_Instructions to follow_:
Which lines of the material contain the string "item"? Copy each of them in full.

_Supplied data_:
^^^^^^^^^^^^^^^^

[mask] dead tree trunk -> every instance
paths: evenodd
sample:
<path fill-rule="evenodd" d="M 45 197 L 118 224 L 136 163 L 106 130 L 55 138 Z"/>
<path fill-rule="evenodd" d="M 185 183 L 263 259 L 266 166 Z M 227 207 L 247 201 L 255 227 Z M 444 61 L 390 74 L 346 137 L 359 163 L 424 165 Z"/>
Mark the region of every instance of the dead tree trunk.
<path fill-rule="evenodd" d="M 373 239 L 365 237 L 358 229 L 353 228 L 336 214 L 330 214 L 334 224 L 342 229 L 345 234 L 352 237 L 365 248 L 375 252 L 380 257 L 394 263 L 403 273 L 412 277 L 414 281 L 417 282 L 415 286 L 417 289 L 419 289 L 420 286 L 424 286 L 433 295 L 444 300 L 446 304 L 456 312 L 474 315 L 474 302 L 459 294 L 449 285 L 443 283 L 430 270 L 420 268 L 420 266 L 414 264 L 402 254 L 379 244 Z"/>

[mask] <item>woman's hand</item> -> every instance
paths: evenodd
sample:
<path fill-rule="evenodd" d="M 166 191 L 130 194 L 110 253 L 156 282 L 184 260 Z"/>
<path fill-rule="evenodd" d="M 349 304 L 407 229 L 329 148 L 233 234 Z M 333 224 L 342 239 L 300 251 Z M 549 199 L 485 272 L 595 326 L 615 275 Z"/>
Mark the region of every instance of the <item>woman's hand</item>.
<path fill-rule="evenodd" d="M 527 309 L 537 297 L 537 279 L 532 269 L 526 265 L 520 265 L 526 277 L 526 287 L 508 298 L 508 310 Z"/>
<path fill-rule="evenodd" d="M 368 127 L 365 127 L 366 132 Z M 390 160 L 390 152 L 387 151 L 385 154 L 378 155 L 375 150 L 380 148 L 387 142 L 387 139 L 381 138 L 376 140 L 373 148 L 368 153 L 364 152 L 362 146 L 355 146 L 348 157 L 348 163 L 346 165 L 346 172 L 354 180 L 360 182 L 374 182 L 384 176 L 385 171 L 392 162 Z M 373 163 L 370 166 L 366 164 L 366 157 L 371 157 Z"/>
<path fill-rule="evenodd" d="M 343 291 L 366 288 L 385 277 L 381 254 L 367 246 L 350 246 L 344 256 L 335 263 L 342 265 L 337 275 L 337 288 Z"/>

^^^^^^^^^^^^^^^^

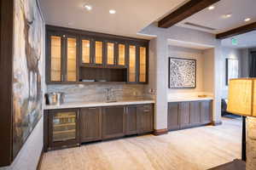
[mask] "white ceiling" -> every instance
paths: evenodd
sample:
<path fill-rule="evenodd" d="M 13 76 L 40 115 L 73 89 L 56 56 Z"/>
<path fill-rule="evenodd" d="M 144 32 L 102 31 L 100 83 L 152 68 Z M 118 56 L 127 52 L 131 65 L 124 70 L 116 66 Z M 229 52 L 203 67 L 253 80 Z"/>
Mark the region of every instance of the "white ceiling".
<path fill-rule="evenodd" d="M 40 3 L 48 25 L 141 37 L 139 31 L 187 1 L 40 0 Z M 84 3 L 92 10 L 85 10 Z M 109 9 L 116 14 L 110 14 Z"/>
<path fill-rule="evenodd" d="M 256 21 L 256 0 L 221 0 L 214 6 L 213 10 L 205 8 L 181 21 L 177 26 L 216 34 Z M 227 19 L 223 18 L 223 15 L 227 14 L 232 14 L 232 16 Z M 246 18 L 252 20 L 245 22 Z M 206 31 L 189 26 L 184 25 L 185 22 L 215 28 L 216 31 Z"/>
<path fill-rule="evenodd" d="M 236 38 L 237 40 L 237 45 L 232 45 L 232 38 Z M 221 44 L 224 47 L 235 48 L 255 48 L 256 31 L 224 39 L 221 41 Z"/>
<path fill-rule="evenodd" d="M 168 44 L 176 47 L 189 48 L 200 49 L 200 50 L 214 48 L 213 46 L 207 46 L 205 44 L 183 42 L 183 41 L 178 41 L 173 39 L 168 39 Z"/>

^^^^^^^^^^^^^^^^

_Complete answer_:
[mask] <item>woman's hand</item> -> every instance
Mark the region of every instance of the <item>woman's hand</item>.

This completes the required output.